- _TASK GOAL_
Please repeat the records below exactly, from the first line through the line containing "column 604, row 157", and nothing more.

[Recorded data]
★ ★ ★ ★ ★
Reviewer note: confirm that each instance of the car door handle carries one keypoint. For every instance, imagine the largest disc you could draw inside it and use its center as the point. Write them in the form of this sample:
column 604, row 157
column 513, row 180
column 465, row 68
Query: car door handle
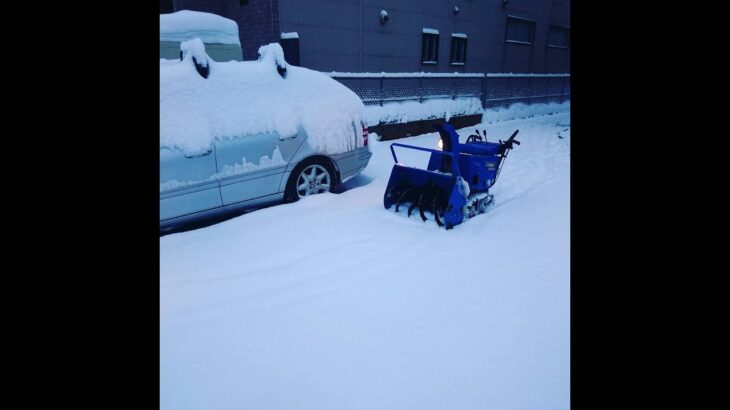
column 199, row 154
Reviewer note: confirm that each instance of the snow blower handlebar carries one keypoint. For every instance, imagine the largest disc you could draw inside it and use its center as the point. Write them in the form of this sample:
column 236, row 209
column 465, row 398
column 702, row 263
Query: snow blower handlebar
column 508, row 145
column 454, row 164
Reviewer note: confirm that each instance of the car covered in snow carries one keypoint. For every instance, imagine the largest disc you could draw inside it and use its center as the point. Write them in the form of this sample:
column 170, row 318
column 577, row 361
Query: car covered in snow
column 239, row 135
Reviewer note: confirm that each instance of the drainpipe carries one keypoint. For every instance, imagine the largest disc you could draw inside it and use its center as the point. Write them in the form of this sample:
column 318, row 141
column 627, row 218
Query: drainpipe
column 362, row 12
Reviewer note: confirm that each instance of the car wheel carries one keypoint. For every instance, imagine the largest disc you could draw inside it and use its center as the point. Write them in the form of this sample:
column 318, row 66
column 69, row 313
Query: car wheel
column 311, row 178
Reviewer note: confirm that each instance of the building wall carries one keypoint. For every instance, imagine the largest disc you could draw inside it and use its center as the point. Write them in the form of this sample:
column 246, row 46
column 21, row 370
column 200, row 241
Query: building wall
column 346, row 35
column 258, row 21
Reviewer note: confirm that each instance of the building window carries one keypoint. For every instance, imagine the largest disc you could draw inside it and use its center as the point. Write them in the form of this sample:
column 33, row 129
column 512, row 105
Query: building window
column 520, row 30
column 290, row 44
column 166, row 6
column 458, row 49
column 430, row 46
column 558, row 37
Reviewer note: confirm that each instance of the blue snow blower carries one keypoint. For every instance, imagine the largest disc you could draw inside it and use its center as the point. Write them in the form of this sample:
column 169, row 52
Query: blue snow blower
column 455, row 185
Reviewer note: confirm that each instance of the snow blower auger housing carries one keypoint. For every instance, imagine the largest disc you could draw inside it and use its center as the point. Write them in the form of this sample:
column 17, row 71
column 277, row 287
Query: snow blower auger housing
column 455, row 185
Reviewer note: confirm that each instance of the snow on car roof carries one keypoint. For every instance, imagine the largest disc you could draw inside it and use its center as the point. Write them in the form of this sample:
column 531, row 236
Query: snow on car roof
column 210, row 28
column 250, row 97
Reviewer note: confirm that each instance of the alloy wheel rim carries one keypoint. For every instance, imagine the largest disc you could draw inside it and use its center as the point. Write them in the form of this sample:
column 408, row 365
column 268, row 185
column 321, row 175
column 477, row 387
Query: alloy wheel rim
column 313, row 179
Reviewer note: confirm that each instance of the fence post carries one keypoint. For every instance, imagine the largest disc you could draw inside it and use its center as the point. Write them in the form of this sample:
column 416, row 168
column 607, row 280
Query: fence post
column 420, row 89
column 484, row 91
column 381, row 90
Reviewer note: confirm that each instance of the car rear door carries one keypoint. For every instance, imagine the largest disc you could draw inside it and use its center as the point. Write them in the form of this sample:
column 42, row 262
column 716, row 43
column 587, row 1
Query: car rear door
column 188, row 182
column 251, row 166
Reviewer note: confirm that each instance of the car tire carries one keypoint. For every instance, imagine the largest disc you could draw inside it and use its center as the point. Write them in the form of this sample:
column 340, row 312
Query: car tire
column 318, row 172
★ ★ ★ ★ ★
- _OUTPUT BELOW_
Reviewer note: confirm that each instance of the car door handle carries one keypoint. For every instance, imagine the largest disc you could draw inside it and use its center as the point. Write them in the form of this sample:
column 604, row 157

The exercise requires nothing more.